Set problem: Each line below is to be written out in full, exactly as shown.

Data provided:
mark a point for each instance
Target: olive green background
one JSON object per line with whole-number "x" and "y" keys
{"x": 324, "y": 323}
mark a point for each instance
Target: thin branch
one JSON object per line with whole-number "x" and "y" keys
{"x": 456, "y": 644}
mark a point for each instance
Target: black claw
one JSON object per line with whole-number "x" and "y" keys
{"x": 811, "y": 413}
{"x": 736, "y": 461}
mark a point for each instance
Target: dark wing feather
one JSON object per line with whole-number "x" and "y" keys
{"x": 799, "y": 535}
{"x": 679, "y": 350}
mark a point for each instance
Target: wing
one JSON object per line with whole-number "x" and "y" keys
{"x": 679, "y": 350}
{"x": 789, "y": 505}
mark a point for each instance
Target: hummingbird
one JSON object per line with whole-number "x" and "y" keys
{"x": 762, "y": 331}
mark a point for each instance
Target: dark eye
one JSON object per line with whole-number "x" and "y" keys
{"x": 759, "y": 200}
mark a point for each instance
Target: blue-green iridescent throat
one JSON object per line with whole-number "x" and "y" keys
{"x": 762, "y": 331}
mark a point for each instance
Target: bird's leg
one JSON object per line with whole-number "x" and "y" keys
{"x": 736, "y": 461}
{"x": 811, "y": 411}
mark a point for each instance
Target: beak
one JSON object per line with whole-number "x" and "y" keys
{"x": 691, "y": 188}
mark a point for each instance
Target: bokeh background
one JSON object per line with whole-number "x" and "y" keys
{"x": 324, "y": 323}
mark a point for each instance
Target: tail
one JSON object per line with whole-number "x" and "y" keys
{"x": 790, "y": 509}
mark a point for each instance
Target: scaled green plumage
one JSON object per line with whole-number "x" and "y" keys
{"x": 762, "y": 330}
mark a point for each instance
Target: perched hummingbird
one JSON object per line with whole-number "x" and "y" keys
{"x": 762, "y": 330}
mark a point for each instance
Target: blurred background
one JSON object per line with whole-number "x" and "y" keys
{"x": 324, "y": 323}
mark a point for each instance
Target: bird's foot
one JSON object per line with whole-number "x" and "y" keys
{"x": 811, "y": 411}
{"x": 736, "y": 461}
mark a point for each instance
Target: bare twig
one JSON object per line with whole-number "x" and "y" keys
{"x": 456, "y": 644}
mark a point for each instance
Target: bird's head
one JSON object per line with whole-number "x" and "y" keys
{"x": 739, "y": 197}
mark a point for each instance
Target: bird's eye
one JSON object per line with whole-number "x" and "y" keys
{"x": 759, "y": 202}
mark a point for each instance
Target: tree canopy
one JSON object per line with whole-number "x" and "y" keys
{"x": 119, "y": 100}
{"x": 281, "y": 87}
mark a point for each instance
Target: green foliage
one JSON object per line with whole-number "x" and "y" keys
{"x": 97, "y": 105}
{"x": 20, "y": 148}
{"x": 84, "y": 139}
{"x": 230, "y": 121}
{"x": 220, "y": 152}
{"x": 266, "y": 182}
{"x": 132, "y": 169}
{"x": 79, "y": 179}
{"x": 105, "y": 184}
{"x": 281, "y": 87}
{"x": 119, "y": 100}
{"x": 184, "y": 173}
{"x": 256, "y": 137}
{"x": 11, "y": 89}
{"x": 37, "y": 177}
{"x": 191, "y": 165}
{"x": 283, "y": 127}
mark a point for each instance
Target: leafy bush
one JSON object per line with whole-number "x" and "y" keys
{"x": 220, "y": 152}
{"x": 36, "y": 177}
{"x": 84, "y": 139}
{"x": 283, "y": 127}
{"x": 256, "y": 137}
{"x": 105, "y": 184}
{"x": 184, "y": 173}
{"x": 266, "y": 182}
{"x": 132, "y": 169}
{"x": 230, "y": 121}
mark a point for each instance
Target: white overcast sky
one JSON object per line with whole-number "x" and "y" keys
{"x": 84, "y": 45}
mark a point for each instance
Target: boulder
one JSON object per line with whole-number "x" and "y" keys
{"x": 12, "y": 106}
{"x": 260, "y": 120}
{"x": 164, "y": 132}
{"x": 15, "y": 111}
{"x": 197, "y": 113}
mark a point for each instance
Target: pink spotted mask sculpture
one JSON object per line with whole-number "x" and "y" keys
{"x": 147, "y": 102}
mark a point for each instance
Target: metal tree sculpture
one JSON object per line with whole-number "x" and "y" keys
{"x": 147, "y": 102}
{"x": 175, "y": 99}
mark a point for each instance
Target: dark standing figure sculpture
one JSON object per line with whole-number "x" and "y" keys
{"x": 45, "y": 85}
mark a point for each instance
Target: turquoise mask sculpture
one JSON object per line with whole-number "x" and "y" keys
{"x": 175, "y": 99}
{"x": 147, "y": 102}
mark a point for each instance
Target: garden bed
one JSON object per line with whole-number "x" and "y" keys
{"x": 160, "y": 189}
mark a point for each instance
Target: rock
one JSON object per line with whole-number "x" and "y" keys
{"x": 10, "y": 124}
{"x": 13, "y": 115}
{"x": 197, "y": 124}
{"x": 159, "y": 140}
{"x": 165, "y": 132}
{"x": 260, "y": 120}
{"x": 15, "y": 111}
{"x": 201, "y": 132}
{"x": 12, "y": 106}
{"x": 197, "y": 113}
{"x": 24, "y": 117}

Solution:
mark a point for each instance
Target: olive green background
one JSON object per line with whole-number "x" and "y" keys
{"x": 324, "y": 323}
mark a point for each instance
Target: thin branch
one JSON object per line with whole-number "x" and "y" keys
{"x": 456, "y": 644}
mark a point for each instance
Target: black claw
one JSON object per line with whole-number "x" and "y" keys
{"x": 811, "y": 413}
{"x": 736, "y": 461}
mark a point for each instance
Target: dark wing feather
one JSON object per line with whole-number "x" and "y" keys
{"x": 799, "y": 535}
{"x": 679, "y": 350}
mark a point for each instance
Target: wing
one JSON object per line with whole-number "x" and "y" keys
{"x": 679, "y": 350}
{"x": 789, "y": 505}
mark a point for each instance
Target: hummingbird
one JSON object per line with whole-number "x" and "y" keys
{"x": 762, "y": 331}
mark a point for each instance
Target: dark eye
one JSON object per line with whole-number "x" and "y" keys
{"x": 759, "y": 200}
mark a point for each instance
Target: blue-green iridescent throat
one JSON object per line with whole-number "x" and "y" keys
{"x": 762, "y": 331}
mark a point for each instance
Target: bird's leg
one JSON object per line with whole-number "x" and "y" keys
{"x": 736, "y": 461}
{"x": 811, "y": 411}
mark a point for each instance
Target: beak
one JSON object per line with whole-number "x" and "y" keys
{"x": 691, "y": 188}
mark a point for each instance
Target: bokeh background
one JSON object per line with whole-number "x" and "y" keys
{"x": 324, "y": 323}
mark a point for each instance
Target: tail
one JSON object per line with whole-number "x" and "y" keys
{"x": 790, "y": 509}
mark a point for each instance
Target: scaled green plumage
one JSON object per line with whole-number "x" and "y" keys
{"x": 762, "y": 330}
mark a point for each instance
Target: perched hummingbird
one JSON object per line with whole-number "x" and "y" keys
{"x": 762, "y": 330}
mark a point for each instance
Target: blurred background
one JSON object per line with whole-number "x" and "y" keys
{"x": 324, "y": 323}
mark a point for each instance
Target: bird's foot
one JSON object per line with whole-number "x" and "y" keys
{"x": 811, "y": 411}
{"x": 736, "y": 461}
mark a point for each instance
Target: bare twig
one JSON object per line with whole-number "x" and "y" keys
{"x": 456, "y": 644}
mark a point for each instance
Target: bird's head
one JSON object per line with whole-number "x" and "y" keys
{"x": 739, "y": 197}
mark a point for each instance
Target: bird's eye
one JSON object per line with whole-number "x" and "y" keys
{"x": 759, "y": 202}
mark a point for each instance
Target: tree canopy
one JSON object per line with whole-number "x" and "y" keys
{"x": 119, "y": 100}
{"x": 281, "y": 87}
mark a point for each instance
Target: green foliage
one JSON object per line with whole-number "x" and "y" keys
{"x": 97, "y": 105}
{"x": 20, "y": 148}
{"x": 84, "y": 139}
{"x": 230, "y": 121}
{"x": 220, "y": 152}
{"x": 266, "y": 182}
{"x": 132, "y": 169}
{"x": 79, "y": 179}
{"x": 105, "y": 184}
{"x": 281, "y": 87}
{"x": 119, "y": 100}
{"x": 184, "y": 173}
{"x": 256, "y": 137}
{"x": 11, "y": 89}
{"x": 37, "y": 177}
{"x": 191, "y": 165}
{"x": 283, "y": 127}
mark a point for each instance
Target: leafy bush
one JSON object per line with whole-number "x" and "y" keys
{"x": 220, "y": 152}
{"x": 36, "y": 177}
{"x": 84, "y": 139}
{"x": 283, "y": 127}
{"x": 256, "y": 137}
{"x": 105, "y": 184}
{"x": 184, "y": 173}
{"x": 266, "y": 182}
{"x": 132, "y": 169}
{"x": 230, "y": 121}
mark a point for each instance
Target: white overcast sky
one JSON object per line with whole-number "x" and "y" keys
{"x": 84, "y": 45}
mark a point for each instance
Target: boulder
one JSON object per line with whole-number "x" and "y" keys
{"x": 12, "y": 106}
{"x": 260, "y": 120}
{"x": 164, "y": 132}
{"x": 15, "y": 111}
{"x": 197, "y": 113}
mark a point for each instance
Target: pink spotted mask sculpture
one JSON object per line with whole-number "x" and "y" keys
{"x": 147, "y": 102}
mark a point for each instance
Target: metal tree sculpture
one JSON object per line with whole-number "x" and "y" keys
{"x": 147, "y": 102}
{"x": 175, "y": 99}
mark a point for each instance
Target: dark standing figure sculpture
one JSON object per line with whole-number "x" and "y" keys
{"x": 45, "y": 85}
mark a point for each instance
Target: turquoise mask sculpture
one JSON object per line with whole-number "x" and "y" keys
{"x": 175, "y": 99}
{"x": 147, "y": 102}
mark a point for each instance
Target: garden bed
one JSON object per line with whole-number "x" and "y" keys
{"x": 160, "y": 189}
mark a point for each instance
Target: rock
one JSON object per line with whole-number "x" and "y" keys
{"x": 10, "y": 124}
{"x": 13, "y": 115}
{"x": 197, "y": 124}
{"x": 159, "y": 140}
{"x": 165, "y": 132}
{"x": 260, "y": 120}
{"x": 15, "y": 111}
{"x": 201, "y": 132}
{"x": 12, "y": 106}
{"x": 197, "y": 113}
{"x": 24, "y": 117}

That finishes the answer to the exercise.